Requirement ->
Gather every line in the listing below that contains the word "pupil", and copy each of those lines in full.

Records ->
#####
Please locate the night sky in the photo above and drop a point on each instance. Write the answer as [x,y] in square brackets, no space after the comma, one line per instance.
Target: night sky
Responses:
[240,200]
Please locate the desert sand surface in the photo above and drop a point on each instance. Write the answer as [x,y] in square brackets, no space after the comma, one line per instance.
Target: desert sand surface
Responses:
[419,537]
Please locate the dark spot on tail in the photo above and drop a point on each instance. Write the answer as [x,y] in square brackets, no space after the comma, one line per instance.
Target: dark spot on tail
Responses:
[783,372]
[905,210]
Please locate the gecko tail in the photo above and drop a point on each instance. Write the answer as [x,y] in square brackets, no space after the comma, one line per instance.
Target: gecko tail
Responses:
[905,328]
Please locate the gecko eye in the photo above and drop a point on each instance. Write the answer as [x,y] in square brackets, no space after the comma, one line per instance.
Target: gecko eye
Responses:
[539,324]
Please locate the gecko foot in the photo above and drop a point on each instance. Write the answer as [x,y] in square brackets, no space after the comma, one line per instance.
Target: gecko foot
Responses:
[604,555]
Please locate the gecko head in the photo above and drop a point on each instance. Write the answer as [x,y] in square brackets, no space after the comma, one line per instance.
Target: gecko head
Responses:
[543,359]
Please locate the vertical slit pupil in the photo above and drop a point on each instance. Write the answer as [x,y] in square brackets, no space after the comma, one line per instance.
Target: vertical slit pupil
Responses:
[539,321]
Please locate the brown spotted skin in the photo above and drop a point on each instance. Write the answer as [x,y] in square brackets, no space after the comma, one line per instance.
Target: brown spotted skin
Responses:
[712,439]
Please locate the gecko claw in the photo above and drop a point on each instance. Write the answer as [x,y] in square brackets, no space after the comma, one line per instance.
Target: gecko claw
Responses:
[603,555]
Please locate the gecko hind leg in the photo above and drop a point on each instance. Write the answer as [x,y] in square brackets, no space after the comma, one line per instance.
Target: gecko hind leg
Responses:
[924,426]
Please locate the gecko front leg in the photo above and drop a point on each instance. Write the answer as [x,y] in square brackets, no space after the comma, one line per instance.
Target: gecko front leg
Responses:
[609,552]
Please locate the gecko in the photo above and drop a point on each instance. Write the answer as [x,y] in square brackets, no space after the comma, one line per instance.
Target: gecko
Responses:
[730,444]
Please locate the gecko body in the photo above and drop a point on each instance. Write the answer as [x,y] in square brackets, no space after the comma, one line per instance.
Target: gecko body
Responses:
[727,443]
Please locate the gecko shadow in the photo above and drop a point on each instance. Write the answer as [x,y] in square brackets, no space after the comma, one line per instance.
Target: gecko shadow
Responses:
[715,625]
#####
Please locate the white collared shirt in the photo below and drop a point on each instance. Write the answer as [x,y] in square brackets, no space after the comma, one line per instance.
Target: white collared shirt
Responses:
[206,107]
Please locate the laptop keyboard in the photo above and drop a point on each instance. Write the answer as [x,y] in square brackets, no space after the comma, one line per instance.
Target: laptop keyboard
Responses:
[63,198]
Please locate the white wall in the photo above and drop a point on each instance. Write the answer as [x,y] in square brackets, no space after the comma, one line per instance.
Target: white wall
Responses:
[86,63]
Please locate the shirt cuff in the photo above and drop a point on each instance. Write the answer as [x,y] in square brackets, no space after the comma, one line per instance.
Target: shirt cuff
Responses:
#####
Exercise result ->
Please locate the vertical slit pupil in the photo above and drop a point on each instance. Write the answer as [x,y] in square brackets, no space after the comma, one line per instance.
Target: vertical slit pupil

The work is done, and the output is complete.